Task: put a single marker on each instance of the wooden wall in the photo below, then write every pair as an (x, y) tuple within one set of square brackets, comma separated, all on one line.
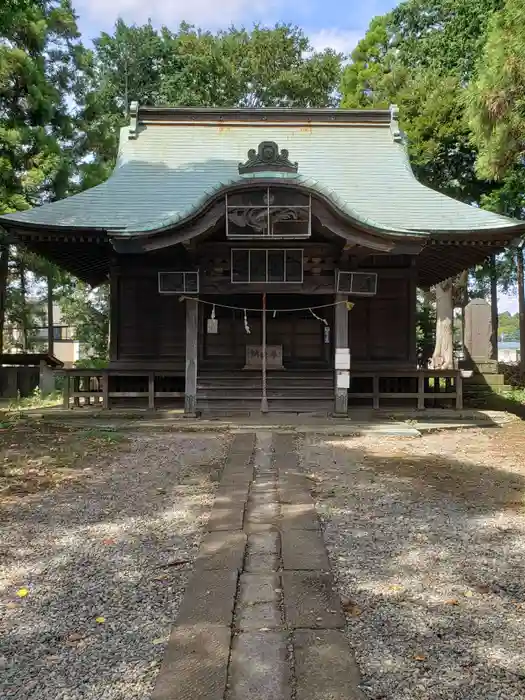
[(381, 328), (148, 329)]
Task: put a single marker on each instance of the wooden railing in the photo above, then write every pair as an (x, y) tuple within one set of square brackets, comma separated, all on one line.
[(93, 386), (423, 386), (100, 387)]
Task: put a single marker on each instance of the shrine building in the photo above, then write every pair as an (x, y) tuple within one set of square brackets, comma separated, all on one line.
[(262, 259)]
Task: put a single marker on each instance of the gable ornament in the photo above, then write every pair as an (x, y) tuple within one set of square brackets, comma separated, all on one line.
[(268, 157)]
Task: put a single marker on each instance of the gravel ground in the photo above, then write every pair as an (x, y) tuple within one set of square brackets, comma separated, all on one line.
[(427, 541), (101, 548)]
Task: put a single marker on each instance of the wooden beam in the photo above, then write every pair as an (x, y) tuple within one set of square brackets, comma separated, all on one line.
[(192, 325), (341, 341)]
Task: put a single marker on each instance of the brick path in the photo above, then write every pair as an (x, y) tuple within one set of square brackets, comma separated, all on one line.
[(260, 618)]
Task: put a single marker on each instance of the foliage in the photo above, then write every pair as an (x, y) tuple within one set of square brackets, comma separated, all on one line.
[(261, 68), (420, 56), (496, 99), (87, 311), (509, 327), (39, 55), (36, 400), (423, 56)]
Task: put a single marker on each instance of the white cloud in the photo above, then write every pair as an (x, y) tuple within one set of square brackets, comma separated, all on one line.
[(205, 13), (341, 40)]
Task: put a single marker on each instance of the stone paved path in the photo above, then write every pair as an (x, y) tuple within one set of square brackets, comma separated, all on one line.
[(260, 618)]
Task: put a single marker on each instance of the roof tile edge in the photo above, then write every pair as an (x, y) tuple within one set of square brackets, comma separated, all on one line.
[(152, 115)]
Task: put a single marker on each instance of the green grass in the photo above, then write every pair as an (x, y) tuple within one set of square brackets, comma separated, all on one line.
[(37, 456), (36, 400)]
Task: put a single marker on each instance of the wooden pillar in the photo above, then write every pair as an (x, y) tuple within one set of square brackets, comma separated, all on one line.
[(151, 391), (341, 342), (412, 314), (67, 389), (114, 311), (47, 379), (192, 316)]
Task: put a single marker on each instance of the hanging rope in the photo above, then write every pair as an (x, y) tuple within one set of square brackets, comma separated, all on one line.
[(323, 320), (349, 306)]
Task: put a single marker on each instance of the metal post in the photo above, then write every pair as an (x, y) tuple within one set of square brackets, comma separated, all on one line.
[(264, 398)]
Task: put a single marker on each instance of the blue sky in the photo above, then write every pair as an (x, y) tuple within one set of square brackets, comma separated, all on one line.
[(327, 22)]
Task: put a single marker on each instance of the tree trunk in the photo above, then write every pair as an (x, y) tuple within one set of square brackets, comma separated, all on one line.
[(50, 321), (23, 305), (494, 307), (443, 357), (463, 284), (4, 268), (521, 306)]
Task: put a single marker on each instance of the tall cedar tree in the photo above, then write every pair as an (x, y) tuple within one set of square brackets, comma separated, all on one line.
[(422, 56), (40, 65)]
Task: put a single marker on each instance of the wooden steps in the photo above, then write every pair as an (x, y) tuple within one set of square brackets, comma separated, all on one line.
[(288, 391)]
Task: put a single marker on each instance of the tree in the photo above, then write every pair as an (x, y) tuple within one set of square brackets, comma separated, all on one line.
[(87, 311), (443, 356), (422, 56), (40, 70), (262, 68), (496, 99)]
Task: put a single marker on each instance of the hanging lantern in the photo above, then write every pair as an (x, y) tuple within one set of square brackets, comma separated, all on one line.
[(212, 325)]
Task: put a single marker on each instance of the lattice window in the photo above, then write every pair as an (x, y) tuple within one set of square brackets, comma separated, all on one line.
[(357, 283), (179, 282), (267, 265)]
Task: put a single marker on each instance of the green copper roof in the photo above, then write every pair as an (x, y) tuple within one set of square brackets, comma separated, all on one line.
[(171, 162)]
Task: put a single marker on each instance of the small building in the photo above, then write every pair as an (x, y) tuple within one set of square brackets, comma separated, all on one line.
[(66, 348), (263, 257)]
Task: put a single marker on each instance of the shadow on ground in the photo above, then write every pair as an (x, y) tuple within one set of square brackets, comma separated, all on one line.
[(429, 550)]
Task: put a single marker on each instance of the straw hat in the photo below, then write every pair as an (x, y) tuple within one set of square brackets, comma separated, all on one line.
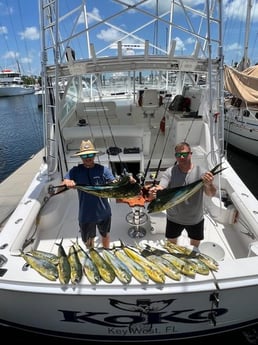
[(86, 148)]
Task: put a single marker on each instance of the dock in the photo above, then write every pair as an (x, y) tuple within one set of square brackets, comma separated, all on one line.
[(13, 187)]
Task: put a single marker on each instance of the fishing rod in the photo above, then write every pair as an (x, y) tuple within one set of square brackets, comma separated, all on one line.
[(152, 152), (160, 161)]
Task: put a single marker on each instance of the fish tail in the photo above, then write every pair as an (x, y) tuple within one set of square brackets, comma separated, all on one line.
[(214, 170)]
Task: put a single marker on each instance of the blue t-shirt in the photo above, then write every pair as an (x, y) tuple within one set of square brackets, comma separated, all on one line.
[(91, 208)]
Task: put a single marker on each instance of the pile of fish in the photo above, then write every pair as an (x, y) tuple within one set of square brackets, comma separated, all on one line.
[(123, 262)]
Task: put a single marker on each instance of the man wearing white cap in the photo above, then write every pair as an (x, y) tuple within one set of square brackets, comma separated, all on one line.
[(94, 212)]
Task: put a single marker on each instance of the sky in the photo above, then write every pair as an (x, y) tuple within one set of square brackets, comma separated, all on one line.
[(20, 36)]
• • • • • • •
→ **Exercise requirements**: Strip out the pictures and repeat the listing above exactly.

→ **Exercise output**:
Task: put a single marker on each instance of the wooden wall in the photo below, then write every pair as an (x, y) tuple within one set of square brackets, comma separated, all on one line.
[(381, 328), (148, 329)]
Task: put a single marker on each instance of the wooden railing in the photo above, then write every pair as an (x, y) tuple within one set of square brackets, comma separated, all on one line.
[(93, 386), (423, 386), (100, 387)]
Task: put a single marker on each instance of the shrine building in the photo above, then write every pair as an (x, y) tuple within one set of square brackets, comma separated, all on one line.
[(262, 259)]
Task: put a single marker on each instance of the gable ornament in the photo above, then write every pair as an (x, y) tuple within one set of square brackets, comma separated, all on one line.
[(268, 157)]
Task: put a single marker on each instance of the gravel ground in the photo above, then write every pair as an (x, y) tuple within one set of square brackets, comma separated, all on one line.
[(427, 541), (101, 548)]
Task: put a single marker on each instance of the wooden beam in the photo above, then write every pair as an (x, y) tuple within one set of square brackets, comma separated, all on one line.
[(192, 325), (341, 341)]
Task: put a single marker on each instance of the brick path in the photo above, then write every pair as an (x, y) tuple within one set of square brackets, comma separated, all on one line.
[(260, 618)]
Task: put a single marker on each instance of the foliage in the photo above, then write every pair as an (x, y) tuple within one set of square brackets, comma separated, all on one line.
[(261, 68), (420, 56), (496, 99), (87, 311), (509, 327), (39, 55), (36, 400), (423, 56)]
Task: put a single marker on each instance of the white cloud in the photo above, then write every pair as an (x, y) tuple within one set of square brackets, comma separated, all on one line.
[(205, 13), (341, 40)]
Task: put a single marker on each instance of the stone paved path in the photo above, then write every pair as an (x, y) tuple within one set of square brackets, comma separated, all on one line.
[(260, 618)]
Task: put a single marker on each instance of the roof tile edge in the photo above, then write every pair as an (x, y) tuple within one set of square brackets, comma separated, all on one line.
[(152, 115)]
Task: put a single marker on each instance of the green grass in the photo above, then write every pair as an (x, y) tuple within one set of square brackets, comma separated, all on one line.
[(37, 456), (36, 400)]
Task: put a single marker on each instance of the wooden pillar in the photo above, then write every pair as an (x, y) tuple within one set of square brackets, comma separated, all on one line.
[(151, 391), (341, 342), (412, 314), (67, 389), (114, 311), (47, 379), (192, 316)]
Task: put a single marker on each instance of the hanging rope in the photo above, then write every pair as an (x, y) tuple within one set of square brackets, comma separated, all on one line.
[(323, 320), (349, 306)]
Task: put a single marker on each instance of the metal post in the photo above, then write every pair as an (x, y) tuple within one set of square brackets, comma separated, all on one line.
[(264, 398)]
Task: put a single marker on each instance of the blue sky in the photo above, then write every pair as an (x, y) tuple within one set of square brackets, comma separated, all on one line.
[(327, 22)]
Task: put a single marker on each instance of the tree trunk in the photo above, then write every pair as an (x, y) tuple within one set of square brackets, comma separated, all on one line.
[(50, 321), (23, 305), (494, 307), (443, 357), (463, 284), (4, 268), (521, 306)]
Task: put a single marker on each instance of the tall cedar tree in the photo above, then write every pair as an (x, y) tuple within one set of square brackets, comma separated, all on one line.
[(422, 56), (40, 65)]
Task: put a single marker on each instance of the wooden steps in the photo above, then write every pair as an (x, y) tuple within one set of square brackets, comma separated, all on one line.
[(288, 391)]
Task: put a single marker on each instance of the tree in the photo above, then write every pair as an (x, y) tuple within one set of square brackets, comma separated, all on one line.
[(87, 311), (443, 356), (422, 56), (40, 70), (262, 68), (496, 99)]
Task: put a single marker on each instance of the hanging lantern in the photo above, then write every pair as an (x, y) tuple within one set of square brackets, comma separated, all on one line.
[(212, 325)]
Task: put a single marker on each instance of the lattice window in the photo above, then write every pair as an (x, y) tuple within one set of square brackets, comma separated, all on one line.
[(357, 283), (179, 282), (267, 265)]
Task: put a single marker on each instance of the green copper roof in the photo above, then write every pair as an (x, y) tuple within one set of square brackets, comma separated, all on one line.
[(171, 162)]
Task: put a single marker on each instance of the small building in the photo above, then write every pair as an (x, y) tuple within one set of square brackets, comma separated, all on one line.
[(66, 348), (263, 257)]
Task: put a single marker on each instance of the shadow on ground in the photo above, then write every pair as an (x, y) tuple within one set of square brackets, comma separated, all on one line.
[(429, 550)]
Task: put a single marker on each instance of the straw hat in the photo below, then write every pair as an (x, y) tuple within one set of square brackets, comma separated, all on one line.
[(86, 148)]
Task: put a single marker on each instance of the dock in the photo above, then write every pair as an (x, y) tuple within one set of square brackets, comma separated, all on one line.
[(13, 187)]
Task: put a single marker on each instance of the fishing rod in the photo above, then write every pair as an (x, y) tuple within one set of square brackets, comma separated, all on one line.
[(152, 152), (160, 161)]
Task: put a single marker on each instance of the fish tail in the photo above, then write every pair as an (x, y) tuple within one set of square brackets, comma separated, all on one line.
[(214, 170)]
Task: put a single marker on each instance of the blue t-shirt in the photo above, then write every pair as an (x, y) tuple within one set of square brackets, comma separated, all on one line.
[(91, 208)]
Task: put a single marker on each instance of the pile of fish in the photo above, then write every pair as an (x, y) tuple within one set of square brackets, comma separated, all on one line.
[(123, 262)]
Task: put a single marker on each instance of the man wearing white cap in the photo above, then write every pair as an (x, y) tuple within one set of square brackets, comma separated, all on one line.
[(94, 212)]
Task: put a single marker on each instance of the sky in the photo above, then write every pair as an (x, y) tuple within one set of square brackets, comma separated, all on one line.
[(20, 36)]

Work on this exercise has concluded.